- WHAT YOU WILL DO:
Pick up at the line with "Each instance of the dried". Write it out exactly, along with each later line through the end of the data, and nothing more.
----------------------------------------
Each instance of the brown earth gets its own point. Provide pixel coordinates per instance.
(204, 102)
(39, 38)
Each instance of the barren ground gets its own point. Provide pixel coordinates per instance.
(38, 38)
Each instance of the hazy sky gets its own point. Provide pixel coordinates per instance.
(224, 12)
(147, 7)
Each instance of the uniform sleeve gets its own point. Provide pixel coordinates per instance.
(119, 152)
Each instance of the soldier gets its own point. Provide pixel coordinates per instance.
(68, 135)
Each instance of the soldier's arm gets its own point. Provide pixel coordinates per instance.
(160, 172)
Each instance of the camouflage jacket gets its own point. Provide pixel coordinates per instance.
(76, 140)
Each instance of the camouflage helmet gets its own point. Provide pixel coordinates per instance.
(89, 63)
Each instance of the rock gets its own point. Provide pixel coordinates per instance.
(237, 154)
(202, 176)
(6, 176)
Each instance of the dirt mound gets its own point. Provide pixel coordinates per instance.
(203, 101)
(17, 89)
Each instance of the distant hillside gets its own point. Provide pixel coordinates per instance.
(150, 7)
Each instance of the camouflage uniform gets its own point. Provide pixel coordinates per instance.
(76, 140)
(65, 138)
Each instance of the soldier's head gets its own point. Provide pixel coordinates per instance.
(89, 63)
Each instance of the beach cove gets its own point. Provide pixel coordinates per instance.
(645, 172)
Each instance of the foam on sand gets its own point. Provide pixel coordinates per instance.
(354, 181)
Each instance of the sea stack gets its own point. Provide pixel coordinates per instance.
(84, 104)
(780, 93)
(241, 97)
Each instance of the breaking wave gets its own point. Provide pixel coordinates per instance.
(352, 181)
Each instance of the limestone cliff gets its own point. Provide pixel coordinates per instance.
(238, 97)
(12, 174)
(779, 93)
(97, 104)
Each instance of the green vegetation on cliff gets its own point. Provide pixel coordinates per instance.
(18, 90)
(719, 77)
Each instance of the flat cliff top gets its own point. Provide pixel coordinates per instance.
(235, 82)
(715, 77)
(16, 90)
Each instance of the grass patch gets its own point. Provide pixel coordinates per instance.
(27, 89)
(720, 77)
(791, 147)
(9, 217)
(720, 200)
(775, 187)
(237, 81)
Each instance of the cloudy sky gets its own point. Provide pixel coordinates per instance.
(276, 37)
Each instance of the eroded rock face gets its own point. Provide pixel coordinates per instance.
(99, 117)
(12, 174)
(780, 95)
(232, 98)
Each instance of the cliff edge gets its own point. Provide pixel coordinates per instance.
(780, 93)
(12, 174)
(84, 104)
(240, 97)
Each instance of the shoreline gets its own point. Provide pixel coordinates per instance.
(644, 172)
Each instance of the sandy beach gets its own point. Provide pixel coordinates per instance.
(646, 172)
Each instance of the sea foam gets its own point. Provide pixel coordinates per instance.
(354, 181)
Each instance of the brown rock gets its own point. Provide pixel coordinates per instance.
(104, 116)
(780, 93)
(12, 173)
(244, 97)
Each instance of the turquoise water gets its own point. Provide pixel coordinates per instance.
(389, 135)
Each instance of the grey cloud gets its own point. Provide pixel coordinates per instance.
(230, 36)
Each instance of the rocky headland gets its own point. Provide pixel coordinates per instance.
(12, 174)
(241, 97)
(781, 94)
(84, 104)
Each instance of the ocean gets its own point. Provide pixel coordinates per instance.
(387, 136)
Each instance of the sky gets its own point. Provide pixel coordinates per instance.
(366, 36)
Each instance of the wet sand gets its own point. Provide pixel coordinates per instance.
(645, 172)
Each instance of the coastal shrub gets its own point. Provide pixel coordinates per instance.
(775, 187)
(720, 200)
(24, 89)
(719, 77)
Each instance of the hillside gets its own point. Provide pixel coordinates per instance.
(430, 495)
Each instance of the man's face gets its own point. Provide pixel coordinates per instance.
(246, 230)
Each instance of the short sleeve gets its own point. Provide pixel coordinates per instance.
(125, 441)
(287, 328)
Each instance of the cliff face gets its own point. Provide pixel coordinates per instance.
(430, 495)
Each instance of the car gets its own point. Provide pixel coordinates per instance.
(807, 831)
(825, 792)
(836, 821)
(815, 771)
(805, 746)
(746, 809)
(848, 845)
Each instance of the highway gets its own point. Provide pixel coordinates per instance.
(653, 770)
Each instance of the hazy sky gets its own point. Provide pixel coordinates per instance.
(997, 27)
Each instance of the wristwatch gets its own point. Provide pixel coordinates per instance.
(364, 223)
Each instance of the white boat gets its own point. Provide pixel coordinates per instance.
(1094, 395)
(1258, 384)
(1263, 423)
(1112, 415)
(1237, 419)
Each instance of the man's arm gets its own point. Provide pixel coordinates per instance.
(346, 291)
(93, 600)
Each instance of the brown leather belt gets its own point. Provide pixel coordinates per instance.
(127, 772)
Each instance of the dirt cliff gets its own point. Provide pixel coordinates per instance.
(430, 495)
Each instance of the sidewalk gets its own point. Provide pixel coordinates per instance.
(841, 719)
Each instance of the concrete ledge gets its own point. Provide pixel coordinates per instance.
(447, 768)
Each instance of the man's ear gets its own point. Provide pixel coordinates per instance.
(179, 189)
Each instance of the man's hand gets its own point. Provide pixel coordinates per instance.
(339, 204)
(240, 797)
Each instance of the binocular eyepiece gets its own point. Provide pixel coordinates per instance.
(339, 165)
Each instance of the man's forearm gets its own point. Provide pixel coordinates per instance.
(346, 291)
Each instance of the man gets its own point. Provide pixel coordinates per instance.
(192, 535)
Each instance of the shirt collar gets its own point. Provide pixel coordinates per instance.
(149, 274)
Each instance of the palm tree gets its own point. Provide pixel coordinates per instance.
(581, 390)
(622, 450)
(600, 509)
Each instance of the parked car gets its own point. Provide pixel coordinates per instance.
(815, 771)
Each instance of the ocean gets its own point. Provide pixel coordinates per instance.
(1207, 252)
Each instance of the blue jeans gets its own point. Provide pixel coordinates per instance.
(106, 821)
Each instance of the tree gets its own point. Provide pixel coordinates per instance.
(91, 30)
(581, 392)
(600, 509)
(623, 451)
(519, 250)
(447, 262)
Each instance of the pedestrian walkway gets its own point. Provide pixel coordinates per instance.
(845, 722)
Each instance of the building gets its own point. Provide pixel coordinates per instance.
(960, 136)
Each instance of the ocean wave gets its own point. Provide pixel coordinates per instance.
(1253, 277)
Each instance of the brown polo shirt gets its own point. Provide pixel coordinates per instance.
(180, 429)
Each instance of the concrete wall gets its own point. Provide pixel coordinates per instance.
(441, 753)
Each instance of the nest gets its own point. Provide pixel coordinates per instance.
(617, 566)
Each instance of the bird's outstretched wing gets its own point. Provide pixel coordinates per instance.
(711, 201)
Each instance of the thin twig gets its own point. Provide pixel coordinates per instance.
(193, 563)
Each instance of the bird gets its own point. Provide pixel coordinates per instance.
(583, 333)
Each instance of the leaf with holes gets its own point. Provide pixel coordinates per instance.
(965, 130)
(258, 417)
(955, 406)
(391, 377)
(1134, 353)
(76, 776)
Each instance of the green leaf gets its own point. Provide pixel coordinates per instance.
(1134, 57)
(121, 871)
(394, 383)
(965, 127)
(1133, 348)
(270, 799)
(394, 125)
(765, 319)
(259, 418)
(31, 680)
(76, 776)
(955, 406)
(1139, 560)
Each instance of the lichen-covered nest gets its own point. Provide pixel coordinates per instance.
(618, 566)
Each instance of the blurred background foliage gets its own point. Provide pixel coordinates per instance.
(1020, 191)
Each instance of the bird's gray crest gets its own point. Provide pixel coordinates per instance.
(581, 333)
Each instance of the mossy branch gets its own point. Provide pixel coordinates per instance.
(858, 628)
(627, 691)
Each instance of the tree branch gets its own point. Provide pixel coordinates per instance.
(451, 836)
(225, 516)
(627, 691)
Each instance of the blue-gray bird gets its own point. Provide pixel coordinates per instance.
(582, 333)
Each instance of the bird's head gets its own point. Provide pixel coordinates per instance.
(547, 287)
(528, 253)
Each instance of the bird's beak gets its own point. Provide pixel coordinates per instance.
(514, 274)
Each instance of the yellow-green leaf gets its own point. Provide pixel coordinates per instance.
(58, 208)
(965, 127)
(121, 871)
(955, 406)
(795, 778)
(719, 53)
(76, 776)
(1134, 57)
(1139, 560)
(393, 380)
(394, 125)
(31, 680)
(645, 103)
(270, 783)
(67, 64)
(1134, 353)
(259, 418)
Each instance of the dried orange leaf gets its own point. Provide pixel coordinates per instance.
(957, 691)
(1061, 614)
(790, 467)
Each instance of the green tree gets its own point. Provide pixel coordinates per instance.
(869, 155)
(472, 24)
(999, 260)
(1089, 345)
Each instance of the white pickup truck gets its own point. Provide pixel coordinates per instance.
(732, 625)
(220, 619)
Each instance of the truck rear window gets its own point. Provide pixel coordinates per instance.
----------------------------------------
- ANSWER SECTION:
Each instance of the dried orange leaf gets its own point. Provide pixel coordinates per instance.
(957, 691)
(1061, 614)
(790, 467)
Each instance of the green tree gets its own point. Provide pixel coordinates per instance.
(869, 155)
(472, 24)
(999, 260)
(1089, 345)
Each instance of the white pickup truck gets its own point. Provide pixel coordinates per instance.
(732, 625)
(220, 619)
Each instance of the truck rear window gets its own point. Provide pixel coordinates per instance.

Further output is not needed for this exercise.